• READING PASSAGE:
* * * * *
One of the first questions was "Is the platform healthy?"

Contributing factors include:

People don't understand the true spirit of SRE, leading to resource misallocation, inefficiencies, and wasted efforts.

Individual contributor/leadership misalignments leading to anti patterns and wrong incentives.

Tooling built by non-practitioners leads to low adoption, ROI, and efficacy.

How'd we get here? Ops and silos → DevOPS and PE → SRE as buzzwords (without understanding).

Here are four practical solutions:

Platform competence — What are you responsible for and structure the teams accordingly. There are five areas:

Capacity, cost, and risk management

Incident management tooling and cadence

Build and release

Observability, monitoring, and alerting

Disaster recovery, business continuity, and high availability

More coding — Have coding goals for everyone... including leadership. (Not necessarily HR and Marketing, but at least Engineering up the chain to the VP/Director level.) Those goals will be different based on role, but everyone needs to code. Start with some official coding goals and KPIs.

SRE Management 2.0 — Be aligned with management and corporate. Write code. Evangelize your team's projects, products, and tools. Continuous performance and people management using tools. Review your team's code. (And flatter orgs are better. A VP/director with two direct reports doesn't cut it any more.)

Next-generation tooling — Attributes for next gen tooling:

Observability and analysis of unstructured data

Observability of your platform

Opinionated domain cadence

Human-centric design and human factors

Asynchronous workflow orchestration

NLTs and knowledge graphs

NLP-based design

Scalable multiplicative actions

Collaborative interplay and synchronization

Context modeling and situational awareness

Asset/attribute correlation mining and intelligence

Inclusive post-mortems or post-incident reviews

What Does "High Priority" Mean? The Secret to Happy Queues

[Direct slides link | Direct video link]

Like most web applications, you run important jobs in the background. And today, some of your urgent jobs are running late. Again. No matter how many changes you make to how you enqueue and run your jobs, the problem keeps happening. The good news is you're not alone. Most teams struggle with this problem, try more or less the same solutions, and have roughly the same result. In the end, it all boils down to one thing: keeping latency low. In this talk Daniel Magliola presented a latency-focused approach to managing your queues reliably, keeping your jobs flowing and your users happy.

Example: Jobs got stuck in queues due to increased load. How do you split them up and prioritize them (especially if the queuing system doesn't support that)? Throwing more workers at the problem isn't sufficient. Organizing by priority or importance is doomed to fail because the terms aren't always well-defined, and predicting interactions is hard. If the queues are purpose-based instead that helps... but doesn't scale. Teams need to act independently but you can't throw additional team- and purpose-based queues at the problems.
* * * * *
• INPUT MATERIAL:
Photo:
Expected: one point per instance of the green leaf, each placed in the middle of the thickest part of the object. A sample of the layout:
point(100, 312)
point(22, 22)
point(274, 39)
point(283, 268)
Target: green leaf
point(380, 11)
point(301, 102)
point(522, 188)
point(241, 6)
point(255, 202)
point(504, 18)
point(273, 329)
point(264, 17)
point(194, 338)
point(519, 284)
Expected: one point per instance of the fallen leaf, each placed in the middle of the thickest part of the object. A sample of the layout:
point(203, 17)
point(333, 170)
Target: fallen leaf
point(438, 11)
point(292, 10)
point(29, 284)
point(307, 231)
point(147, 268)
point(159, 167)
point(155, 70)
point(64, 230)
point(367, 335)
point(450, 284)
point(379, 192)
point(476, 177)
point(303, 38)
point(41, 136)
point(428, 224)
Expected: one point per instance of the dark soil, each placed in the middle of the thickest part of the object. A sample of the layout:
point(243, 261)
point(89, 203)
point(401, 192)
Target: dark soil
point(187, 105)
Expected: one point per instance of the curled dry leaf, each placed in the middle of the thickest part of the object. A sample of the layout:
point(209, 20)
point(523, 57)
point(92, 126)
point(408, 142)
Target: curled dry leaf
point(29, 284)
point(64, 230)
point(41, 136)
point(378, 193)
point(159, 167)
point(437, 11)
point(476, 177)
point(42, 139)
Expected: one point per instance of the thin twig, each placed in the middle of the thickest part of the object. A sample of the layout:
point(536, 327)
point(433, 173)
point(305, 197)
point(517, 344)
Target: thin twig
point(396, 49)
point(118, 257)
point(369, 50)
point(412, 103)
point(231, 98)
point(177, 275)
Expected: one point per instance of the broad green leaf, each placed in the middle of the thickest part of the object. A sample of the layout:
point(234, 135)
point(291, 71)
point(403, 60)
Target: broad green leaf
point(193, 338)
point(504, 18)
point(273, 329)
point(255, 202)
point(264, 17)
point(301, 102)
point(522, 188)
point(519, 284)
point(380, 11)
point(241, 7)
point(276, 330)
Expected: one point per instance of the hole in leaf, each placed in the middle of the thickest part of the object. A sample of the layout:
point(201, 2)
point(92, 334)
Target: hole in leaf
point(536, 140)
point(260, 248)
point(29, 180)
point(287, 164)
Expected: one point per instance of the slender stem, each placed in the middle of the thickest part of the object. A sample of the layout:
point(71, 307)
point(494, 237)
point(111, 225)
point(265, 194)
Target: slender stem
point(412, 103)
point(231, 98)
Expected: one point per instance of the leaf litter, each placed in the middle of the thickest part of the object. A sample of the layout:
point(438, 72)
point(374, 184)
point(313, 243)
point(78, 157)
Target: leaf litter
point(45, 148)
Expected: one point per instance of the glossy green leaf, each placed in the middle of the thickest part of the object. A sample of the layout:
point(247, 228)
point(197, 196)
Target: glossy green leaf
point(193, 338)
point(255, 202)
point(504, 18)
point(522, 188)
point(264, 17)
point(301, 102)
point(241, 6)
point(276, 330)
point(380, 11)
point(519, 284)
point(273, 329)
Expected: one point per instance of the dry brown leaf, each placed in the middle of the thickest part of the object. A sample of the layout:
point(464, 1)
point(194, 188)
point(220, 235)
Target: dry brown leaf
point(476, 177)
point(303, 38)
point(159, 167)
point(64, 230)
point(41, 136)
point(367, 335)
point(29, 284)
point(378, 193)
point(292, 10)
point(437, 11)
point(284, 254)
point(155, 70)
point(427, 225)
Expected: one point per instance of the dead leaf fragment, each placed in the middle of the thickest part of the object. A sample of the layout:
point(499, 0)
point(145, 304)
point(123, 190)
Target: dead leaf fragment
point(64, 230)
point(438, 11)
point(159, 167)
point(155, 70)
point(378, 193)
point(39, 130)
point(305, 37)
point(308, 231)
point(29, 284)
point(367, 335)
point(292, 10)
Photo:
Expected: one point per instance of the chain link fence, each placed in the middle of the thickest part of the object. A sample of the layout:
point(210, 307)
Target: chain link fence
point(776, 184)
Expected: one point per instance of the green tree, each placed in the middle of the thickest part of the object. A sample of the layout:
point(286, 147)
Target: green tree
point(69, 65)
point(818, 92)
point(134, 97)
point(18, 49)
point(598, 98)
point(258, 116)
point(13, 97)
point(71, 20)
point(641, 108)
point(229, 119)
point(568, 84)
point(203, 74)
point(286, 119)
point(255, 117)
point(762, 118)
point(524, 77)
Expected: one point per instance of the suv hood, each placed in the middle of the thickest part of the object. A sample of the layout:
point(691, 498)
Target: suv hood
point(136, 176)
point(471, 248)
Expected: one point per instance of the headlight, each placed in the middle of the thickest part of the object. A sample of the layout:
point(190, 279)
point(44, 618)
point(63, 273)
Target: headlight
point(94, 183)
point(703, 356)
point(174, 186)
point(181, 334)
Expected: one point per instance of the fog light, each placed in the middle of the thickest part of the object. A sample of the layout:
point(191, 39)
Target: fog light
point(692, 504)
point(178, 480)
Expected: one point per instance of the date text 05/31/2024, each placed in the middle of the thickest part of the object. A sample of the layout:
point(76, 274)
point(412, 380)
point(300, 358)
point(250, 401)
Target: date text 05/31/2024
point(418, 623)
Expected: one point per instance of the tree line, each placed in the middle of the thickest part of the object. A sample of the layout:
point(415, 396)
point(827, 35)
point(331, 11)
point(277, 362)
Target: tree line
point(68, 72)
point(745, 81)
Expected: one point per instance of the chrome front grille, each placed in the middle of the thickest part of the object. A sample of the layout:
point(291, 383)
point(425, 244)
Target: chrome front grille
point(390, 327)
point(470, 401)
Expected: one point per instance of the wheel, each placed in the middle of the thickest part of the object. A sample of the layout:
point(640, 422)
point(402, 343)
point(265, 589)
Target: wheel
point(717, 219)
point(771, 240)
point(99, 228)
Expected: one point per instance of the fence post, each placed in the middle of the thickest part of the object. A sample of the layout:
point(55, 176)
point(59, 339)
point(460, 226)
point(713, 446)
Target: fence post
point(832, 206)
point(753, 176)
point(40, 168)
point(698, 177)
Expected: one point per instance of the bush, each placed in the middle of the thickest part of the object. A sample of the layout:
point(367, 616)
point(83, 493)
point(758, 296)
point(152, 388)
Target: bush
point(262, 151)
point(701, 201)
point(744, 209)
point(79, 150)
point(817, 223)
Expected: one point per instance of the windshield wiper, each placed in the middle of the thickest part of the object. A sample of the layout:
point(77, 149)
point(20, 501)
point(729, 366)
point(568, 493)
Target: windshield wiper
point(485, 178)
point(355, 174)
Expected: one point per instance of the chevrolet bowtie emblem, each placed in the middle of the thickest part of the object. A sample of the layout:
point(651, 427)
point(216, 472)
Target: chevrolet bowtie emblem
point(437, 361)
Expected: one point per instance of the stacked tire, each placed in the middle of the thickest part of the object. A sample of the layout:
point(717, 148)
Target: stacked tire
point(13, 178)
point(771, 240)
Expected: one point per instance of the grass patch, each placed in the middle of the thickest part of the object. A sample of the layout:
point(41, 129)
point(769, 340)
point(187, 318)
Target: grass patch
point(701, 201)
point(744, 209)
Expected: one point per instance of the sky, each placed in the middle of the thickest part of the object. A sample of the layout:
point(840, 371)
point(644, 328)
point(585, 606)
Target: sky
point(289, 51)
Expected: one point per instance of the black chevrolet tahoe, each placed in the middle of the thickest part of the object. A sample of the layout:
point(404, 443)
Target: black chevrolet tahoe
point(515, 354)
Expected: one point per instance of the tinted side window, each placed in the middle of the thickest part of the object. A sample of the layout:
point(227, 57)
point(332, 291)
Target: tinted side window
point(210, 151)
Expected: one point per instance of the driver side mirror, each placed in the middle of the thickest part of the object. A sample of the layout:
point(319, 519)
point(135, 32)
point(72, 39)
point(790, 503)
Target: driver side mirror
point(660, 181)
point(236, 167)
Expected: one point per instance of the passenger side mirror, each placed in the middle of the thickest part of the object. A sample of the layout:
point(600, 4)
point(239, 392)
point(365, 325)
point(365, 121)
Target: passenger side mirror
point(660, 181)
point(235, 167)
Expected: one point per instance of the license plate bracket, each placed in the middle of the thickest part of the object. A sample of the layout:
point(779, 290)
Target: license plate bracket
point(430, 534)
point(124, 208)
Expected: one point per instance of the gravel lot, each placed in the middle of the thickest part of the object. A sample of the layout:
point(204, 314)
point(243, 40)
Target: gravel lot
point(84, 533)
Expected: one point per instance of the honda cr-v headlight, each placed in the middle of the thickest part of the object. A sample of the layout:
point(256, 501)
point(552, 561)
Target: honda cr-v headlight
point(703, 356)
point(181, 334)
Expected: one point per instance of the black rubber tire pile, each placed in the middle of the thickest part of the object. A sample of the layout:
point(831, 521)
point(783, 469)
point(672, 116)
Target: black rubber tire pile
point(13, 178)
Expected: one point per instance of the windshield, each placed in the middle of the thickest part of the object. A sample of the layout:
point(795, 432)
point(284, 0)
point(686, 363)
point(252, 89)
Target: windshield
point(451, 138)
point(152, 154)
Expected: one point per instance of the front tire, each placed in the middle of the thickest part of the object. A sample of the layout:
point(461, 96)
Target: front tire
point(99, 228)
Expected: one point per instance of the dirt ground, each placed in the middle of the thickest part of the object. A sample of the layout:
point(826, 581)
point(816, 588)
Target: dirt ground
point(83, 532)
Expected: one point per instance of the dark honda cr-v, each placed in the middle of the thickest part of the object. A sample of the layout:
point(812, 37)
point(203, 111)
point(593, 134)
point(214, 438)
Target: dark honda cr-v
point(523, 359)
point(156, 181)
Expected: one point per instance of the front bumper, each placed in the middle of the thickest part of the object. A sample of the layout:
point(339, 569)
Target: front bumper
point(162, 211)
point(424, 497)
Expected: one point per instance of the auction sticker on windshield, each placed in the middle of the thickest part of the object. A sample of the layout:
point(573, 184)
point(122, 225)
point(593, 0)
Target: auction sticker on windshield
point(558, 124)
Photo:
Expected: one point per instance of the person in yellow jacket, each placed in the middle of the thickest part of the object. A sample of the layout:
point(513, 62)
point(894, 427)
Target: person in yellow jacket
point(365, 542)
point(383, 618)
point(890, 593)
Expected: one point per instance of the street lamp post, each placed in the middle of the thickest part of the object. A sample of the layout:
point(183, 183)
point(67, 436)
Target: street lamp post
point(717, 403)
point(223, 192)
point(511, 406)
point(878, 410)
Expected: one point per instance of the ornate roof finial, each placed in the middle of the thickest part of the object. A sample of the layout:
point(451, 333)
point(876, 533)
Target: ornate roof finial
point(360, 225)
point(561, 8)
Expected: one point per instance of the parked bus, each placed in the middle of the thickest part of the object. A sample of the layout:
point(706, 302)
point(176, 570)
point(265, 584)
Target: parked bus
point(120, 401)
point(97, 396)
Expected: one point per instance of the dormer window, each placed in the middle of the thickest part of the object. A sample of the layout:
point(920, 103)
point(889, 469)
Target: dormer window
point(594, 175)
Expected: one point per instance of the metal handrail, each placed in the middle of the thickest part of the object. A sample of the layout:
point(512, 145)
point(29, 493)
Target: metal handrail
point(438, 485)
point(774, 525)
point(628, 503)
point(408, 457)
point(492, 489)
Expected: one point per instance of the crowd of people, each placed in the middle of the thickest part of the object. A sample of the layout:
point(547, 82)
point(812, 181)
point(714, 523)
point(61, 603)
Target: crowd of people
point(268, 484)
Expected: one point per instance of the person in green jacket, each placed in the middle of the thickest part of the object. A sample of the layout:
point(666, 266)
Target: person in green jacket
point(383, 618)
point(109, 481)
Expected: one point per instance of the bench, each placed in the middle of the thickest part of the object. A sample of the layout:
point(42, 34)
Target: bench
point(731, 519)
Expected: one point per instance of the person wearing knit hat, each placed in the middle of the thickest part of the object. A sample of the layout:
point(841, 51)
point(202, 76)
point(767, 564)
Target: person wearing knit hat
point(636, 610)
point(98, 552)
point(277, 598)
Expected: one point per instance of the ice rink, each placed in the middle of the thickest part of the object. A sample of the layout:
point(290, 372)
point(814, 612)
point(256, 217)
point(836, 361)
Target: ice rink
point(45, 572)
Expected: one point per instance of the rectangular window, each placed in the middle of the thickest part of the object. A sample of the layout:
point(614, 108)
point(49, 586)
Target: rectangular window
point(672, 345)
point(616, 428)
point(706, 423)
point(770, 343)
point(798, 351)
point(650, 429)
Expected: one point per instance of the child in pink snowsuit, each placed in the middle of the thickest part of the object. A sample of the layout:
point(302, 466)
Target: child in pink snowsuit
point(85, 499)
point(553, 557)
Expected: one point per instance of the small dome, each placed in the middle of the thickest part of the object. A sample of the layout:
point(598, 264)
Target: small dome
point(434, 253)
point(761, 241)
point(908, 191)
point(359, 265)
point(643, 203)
* * * * *
• TASK LIST:
(1) Copy out the entries from the line containing "Expected: one point per instance of the person in green" through the end of the entries, keeping every line as it appears.
(2) Continue the conference notes on SRE practice and job queues, starting right after their last sentence.

• RESPONSES IN ORDER:
(1)
Expected: one point per instance of the person in green jacket, each placed in the middle of the thickest part of the object. A sample of the layout:
point(666, 266)
Target: person in green jacket
point(383, 618)
point(109, 481)
Expected: one point per instance of the bench, each placed in the middle of the thickest part of the object. A sample of the layout:
point(42, 34)
Target: bench
point(731, 519)
Expected: one point per instance of the person wearing knit hat, each placed in the middle of the thickest part of the object. A sample of the layout:
point(841, 51)
point(202, 76)
point(767, 564)
Target: person wearing knit hat
point(636, 610)
point(98, 552)
point(277, 598)
Expected: one point per instance of the ice rink, each placed in the middle of the thickest part of the object. A sample of the layout:
point(290, 372)
point(814, 612)
point(256, 217)
point(836, 361)
Target: ice rink
point(45, 572)
Expected: one point per instance of the rectangular window, each placed in the middle of the thickest part of the object. A sample of the layout:
point(614, 108)
point(49, 586)
Target: rectangular window
point(672, 345)
point(616, 428)
point(706, 423)
point(770, 343)
point(798, 351)
point(650, 429)
Expected: one point per instance of the child in pink snowsuit, each placed in the middle of the thickest part of the object. A sample of the layout:
point(302, 466)
Target: child in pink snowsuit
point(85, 499)
point(553, 557)
Expected: one point per instance of the small dome, each placed in the middle of the thickest part of the object. A sample of the layout:
point(598, 264)
Target: small dome
point(434, 253)
point(761, 241)
point(908, 191)
point(359, 265)
point(643, 203)

(2)
What problem are we really trying to solve? It's not necessarily jobs, priorities, threads, or queues. It boils down to "A job is running late[r than I expected]." That's no indication of the health of the queues, and it's not clear what queue a new job should go into. We should therefore assign jobs to queues based on latency: How long can it wait to run the job before it seems late?

Name them after the maximum latency, such as within_1_minute, within_10_minutes, within_1_hour, or within_1_day. Alert if the queue is falling behind. That sets clear expectations (or even a contract — including a time limit on how long the job can run). That also allows for metrics to monitor so you can notify when latency exceeds the maximum allowable by the queue name. What about prevention? Can we autoscale (e.g., if latency => 50% of the queue maximum, then add more servers)?

Queues and time limits:

Jobs in the within_1_minute queue should run for no more than 6 seconds.

Jobs in the within_10_minutes queue should run for no more than 1 minute.

Jobs in the within_1_hour queue should run for no more than 6 minutes.

Jobs in the within_1_day queue should run for no more than 2.4 hours.

About time limits:

Detect trespassers. We need to know if a job is running too long.

Enforce the rules. If a job is breaching the time limit it needs to be explicitly allowed to move it out.

Respect the latency principle.

It may be necessary to stray from the latency-only naming. Some jobs may need special hardware or other specifics (within_1_hour_high_memory, within_1_minute_singleton, within_10_minutes_high_io, etc.).

Confessions of an SRE Manager

[Direct slides link | Direct video link]

After the morning break (mm, banana) I attended Andrew Hatch's "Confessions of an SRE Manager." He attempted to demystify and clarify for SRE individual contributors what SRE Managers care about, why they make the decisions and trade-offs they do, and, more importantly, how individual contributors can work better with SRE Managers to achieve their personal goals. SRE individual contributors can better understand the pressures and competing priorities that SRE Managers must work within, how to position themselves for career advancement and gain more insight into why specific work and decisions need to be made. He also showed what bad SRE Management looks like, how to recognize it, and how to avoid repeating it in a future management role.

Why give the talk? Managers who yell, who make their employees cry, who work people to death, who had the technical chops but not the emotional chops, and so on. He went into management to make a difference and try to be better for his people.

When you become a manager:

You won't sleep well every night.

There can be a lot of emotional labor.

Humans are not perfectly rational creatures.

Perfect and simple work processes do not really exist.

However:

When things go well they're awesome.

You can have a strong impact and be a force for good.

You love working with lots of people and seeing their careers grow.

Management ≠ leadership.

He talked about what it is he does as a manager:

Turn strategy into work.

Manage a budget.

Deal with vendors.

Deal with legal.

Deal with the entertainment budget.

Deal with the people side, including emotional support.

Letting someone go.

Semiannual calibration sessions.

Tactical and strategic processes.

Writing code and shipping products.

Keep reports and dashboards updated.

Change when priorities do.

Deal with ambitious engineers who just want to do their thing.

Keep work visible.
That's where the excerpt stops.